The Giants lose season finale to Dodgers, Crawford says farewell maybe

San Francisco – The final game of the season, the fans celebrated longtime shortstop Brandon Crawford in what maybe his final season with the San Francisco Giants. The Dodgers scored five runs in the sixth inning to spoil the farewell party, the Giants fell 5-2 to LA in the regular season finale at Oracle Park.

Crawford moved up the lineup to lead off but went 0-for-4 at the plate with a pair of strikeouts. He almost gave the fans one more highlight when attempting an out on James Outman after he stole second base. Catcher Blake Sabol’s throw was too high to Crawford for the out.

After Casey Schmitt homered bottom of the sixth, Crawford made his last plate appearance with the crowd cheering behind him. He grounded out to second in his final at-bat as a San Francisco Giant, the only Major League team he’s been apart of his entire career. Crawford came out for the ninth inning, but was taken out a few moments afterward to receive an ovation from the fans.

“It’s exactly what we hoped for,” Giants acting manager Kai Correa said. “We wanted him to get his flowers, and the biggest thing were those roars and the crowd’s reaction to the opposing dugout’s reaction, our dugout’s reaction, people getting emotional.That’s the loudest noise that overwhelms any production, overwhelms a single swing or a single moment from today’s game.”

Sunday’s game marked Crawford’s 1,655th career game, placing him seventh in Giants history and his 1,616th at shortstop, most ever in franchise history. It was also just the second time in his career that he started in the leadoff spot.

“There was a time where I almost got a little emotional,” said Crawford. “I was just trying to just appreciate it.”

Crawford has yet to fully decide whether or not he’s officially retiring from baseball or coming back for one more year.

▶ [TASKS AND EXERCISES]:
(1) From the entries, render the lines starting with the line with "Please spot the silver" and going on through the line with "point(242, 164)" as a JSON list of strings, one string per line. Skip blank lines and leave the pictures out.
(2) Carry the report on Brandon Crawford's possible farewell game forward from its last sentence.

▶ [WORKING DATA]:

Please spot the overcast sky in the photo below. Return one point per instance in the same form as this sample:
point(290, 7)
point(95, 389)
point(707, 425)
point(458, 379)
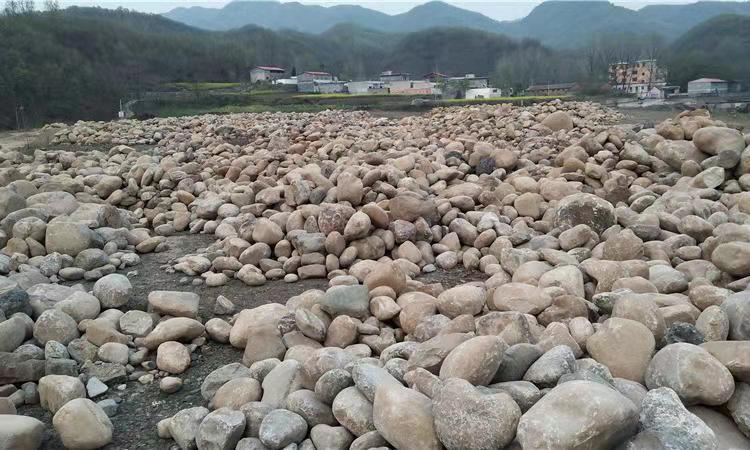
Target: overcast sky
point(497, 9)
---
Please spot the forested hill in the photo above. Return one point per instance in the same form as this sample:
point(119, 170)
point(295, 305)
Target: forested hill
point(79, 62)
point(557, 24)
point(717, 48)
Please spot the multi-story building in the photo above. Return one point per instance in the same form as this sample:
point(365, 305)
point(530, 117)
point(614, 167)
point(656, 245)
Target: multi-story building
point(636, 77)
* * *
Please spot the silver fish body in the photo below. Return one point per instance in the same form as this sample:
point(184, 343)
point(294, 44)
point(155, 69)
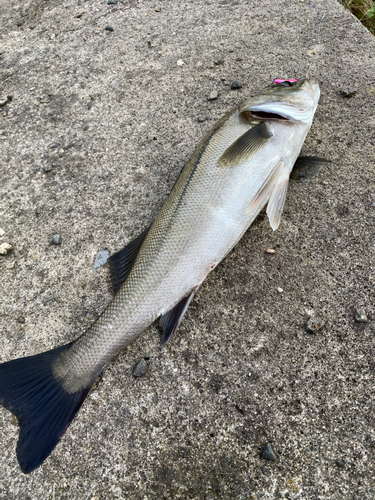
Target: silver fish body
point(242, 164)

▶ [ANSWERS PER TASK]:
(1)
[
  "Please spot the silver fish body in the photo below. Return one point per instance in the same form as this sample:",
  "point(184, 343)",
  "point(294, 44)",
  "point(155, 69)",
  "Target: silver fish body",
  "point(242, 164)"
]

(2)
“It’s like a dream come true,” he explained on being the local kid who grew up a Giants fan that got to play with the team his entire career. “Just definitely grateful for the opportunity. 

The main thing (on possibly returning) would be, do I want to go back to baseball. I’ll talk to my family about everything and I’m gonna go from there. I haven’t made a decision and this year was far from how I pictured it going. It’s just not kind of how I pictured it to go.”

Kyle Harrison started the finale for San Francisco, tossing five no-hit innings with four strikeouts, two walks while hitting three Dodgers on the day. The Giants bullpen, however, did the exact opposite.

Dodgers catcher Will Smith led off the sixth inning with a single off of reliever John Brebbia. Brebbia walked Max Muncy two batters later and Amed Rosario’s RBI single opened the scoring for the Dodgers with two out in the sixth. Outman hit another RBI single to extend the Dodgers lead to 2-0, then Kike Hernandez launched a three-run home run to left to make it 5-0 after the fifth.

Schmitt hit a pair of home runs bottom of the sixth and the eighth inning to close the gap 5-2 entering the final frame. He recorded his fourth and fifth home runs of the season, marking his first-career multi-homer game. Schmitt was just the seventh Giant to homer twice in a game this season and the last since Wilmer Flores did so on July 18 in Cincinnati.

San Francisco finished the regular season at 79-83 while LA got to the 100-win mark at 100-62 for the third straight season and the fourth time in the last five years.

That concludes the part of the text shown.